■ **WHAT IS EXPECTED**
Transcribe the entire listing below exactly.
════════════════
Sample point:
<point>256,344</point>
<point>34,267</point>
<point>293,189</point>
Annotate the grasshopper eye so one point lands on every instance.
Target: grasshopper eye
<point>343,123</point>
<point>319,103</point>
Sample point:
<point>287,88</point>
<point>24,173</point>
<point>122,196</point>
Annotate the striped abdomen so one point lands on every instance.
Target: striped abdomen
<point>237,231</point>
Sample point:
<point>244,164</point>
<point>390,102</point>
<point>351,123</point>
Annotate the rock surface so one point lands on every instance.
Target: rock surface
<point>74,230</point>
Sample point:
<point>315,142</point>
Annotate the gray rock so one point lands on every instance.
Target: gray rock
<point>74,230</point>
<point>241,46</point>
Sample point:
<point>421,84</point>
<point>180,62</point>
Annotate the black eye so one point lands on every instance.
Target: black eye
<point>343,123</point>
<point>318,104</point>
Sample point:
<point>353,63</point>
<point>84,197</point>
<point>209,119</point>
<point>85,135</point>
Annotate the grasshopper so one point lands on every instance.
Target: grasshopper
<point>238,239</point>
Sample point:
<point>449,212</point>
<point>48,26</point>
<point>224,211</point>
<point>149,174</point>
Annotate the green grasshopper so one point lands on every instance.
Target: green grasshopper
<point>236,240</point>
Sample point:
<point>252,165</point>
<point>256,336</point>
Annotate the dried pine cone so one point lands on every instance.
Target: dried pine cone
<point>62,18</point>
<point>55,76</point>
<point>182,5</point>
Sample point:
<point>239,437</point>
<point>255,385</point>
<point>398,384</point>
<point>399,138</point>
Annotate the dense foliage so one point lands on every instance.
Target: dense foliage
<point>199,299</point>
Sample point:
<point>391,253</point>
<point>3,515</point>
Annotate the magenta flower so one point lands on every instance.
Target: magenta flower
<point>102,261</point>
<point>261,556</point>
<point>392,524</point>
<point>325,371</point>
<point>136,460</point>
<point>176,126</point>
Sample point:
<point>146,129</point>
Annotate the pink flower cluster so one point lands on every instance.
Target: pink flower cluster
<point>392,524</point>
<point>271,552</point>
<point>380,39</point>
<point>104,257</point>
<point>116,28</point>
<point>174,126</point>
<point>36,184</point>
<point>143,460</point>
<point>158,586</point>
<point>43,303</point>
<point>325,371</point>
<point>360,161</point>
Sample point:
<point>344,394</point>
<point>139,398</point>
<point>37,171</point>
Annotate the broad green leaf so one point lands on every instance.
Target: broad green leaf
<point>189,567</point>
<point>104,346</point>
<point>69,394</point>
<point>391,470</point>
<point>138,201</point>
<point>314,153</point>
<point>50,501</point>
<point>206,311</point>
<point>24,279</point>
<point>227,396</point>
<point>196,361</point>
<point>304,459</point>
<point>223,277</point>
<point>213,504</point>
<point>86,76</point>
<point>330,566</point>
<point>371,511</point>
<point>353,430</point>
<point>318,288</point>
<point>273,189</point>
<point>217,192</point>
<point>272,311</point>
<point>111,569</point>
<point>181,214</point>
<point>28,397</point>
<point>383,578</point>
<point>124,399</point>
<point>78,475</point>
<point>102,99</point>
════════════════
■ **ANSWER TO THIS TASK**
Sample point:
<point>256,344</point>
<point>34,267</point>
<point>293,189</point>
Annotate the grasshopper eye so one point lands on every instance.
Target: grasshopper eye
<point>343,123</point>
<point>319,103</point>
Sample point:
<point>287,88</point>
<point>24,173</point>
<point>122,196</point>
Annotate the striped abdomen so one point lands on every instance.
Target: striped abdomen
<point>237,231</point>
Sample point:
<point>244,164</point>
<point>390,102</point>
<point>351,123</point>
Annotate the rock surface so one point lands on every instance.
Target: rock surface
<point>74,230</point>
Sample point:
<point>315,142</point>
Annotate the gray rock so one point lands on every instance.
Target: gray rock
<point>74,230</point>
<point>241,46</point>
Sample point:
<point>421,84</point>
<point>180,62</point>
Annotate the black eye so one point lands on every instance.
Target: black eye
<point>343,123</point>
<point>318,104</point>
Sample point:
<point>353,63</point>
<point>84,197</point>
<point>209,119</point>
<point>85,135</point>
Annotate the grasshopper so one point lands on every instance.
Target: grasshopper
<point>238,239</point>
Sample point:
<point>449,212</point>
<point>48,26</point>
<point>224,211</point>
<point>149,174</point>
Annotate the green grasshopper so one point lands on every instance.
Target: green grasshopper
<point>236,240</point>
Sample point:
<point>252,165</point>
<point>256,336</point>
Annotate the dried pine cone so one point lands on every instance.
Target: dried pine cone
<point>62,18</point>
<point>55,76</point>
<point>182,5</point>
Sample point:
<point>239,437</point>
<point>255,385</point>
<point>398,384</point>
<point>399,138</point>
Annotate the dense foliage so one point lands on every instance.
Target: dense foliage
<point>199,299</point>
Sample point:
<point>391,253</point>
<point>3,515</point>
Annotate the magenta flower so one point lands on every instance.
Target: magenta flower
<point>102,261</point>
<point>261,556</point>
<point>392,524</point>
<point>325,371</point>
<point>136,460</point>
<point>176,126</point>
Sample point:
<point>146,129</point>
Annotate the pink flower cluster so one point lands on every instance.
Target: pink flower cluster
<point>392,524</point>
<point>271,552</point>
<point>380,39</point>
<point>104,257</point>
<point>116,28</point>
<point>174,126</point>
<point>36,184</point>
<point>143,460</point>
<point>158,586</point>
<point>43,303</point>
<point>325,371</point>
<point>360,161</point>
Sample point:
<point>344,394</point>
<point>139,398</point>
<point>37,171</point>
Annotate the broad green leaf so one point lands on every instance.
Target: broad green leaf
<point>189,567</point>
<point>104,346</point>
<point>69,394</point>
<point>391,470</point>
<point>138,201</point>
<point>314,153</point>
<point>50,501</point>
<point>206,311</point>
<point>24,279</point>
<point>227,396</point>
<point>196,361</point>
<point>304,459</point>
<point>223,277</point>
<point>213,504</point>
<point>86,76</point>
<point>330,566</point>
<point>371,511</point>
<point>353,430</point>
<point>318,288</point>
<point>273,189</point>
<point>217,192</point>
<point>272,311</point>
<point>111,569</point>
<point>181,214</point>
<point>28,397</point>
<point>383,578</point>
<point>124,399</point>
<point>78,475</point>
<point>102,99</point>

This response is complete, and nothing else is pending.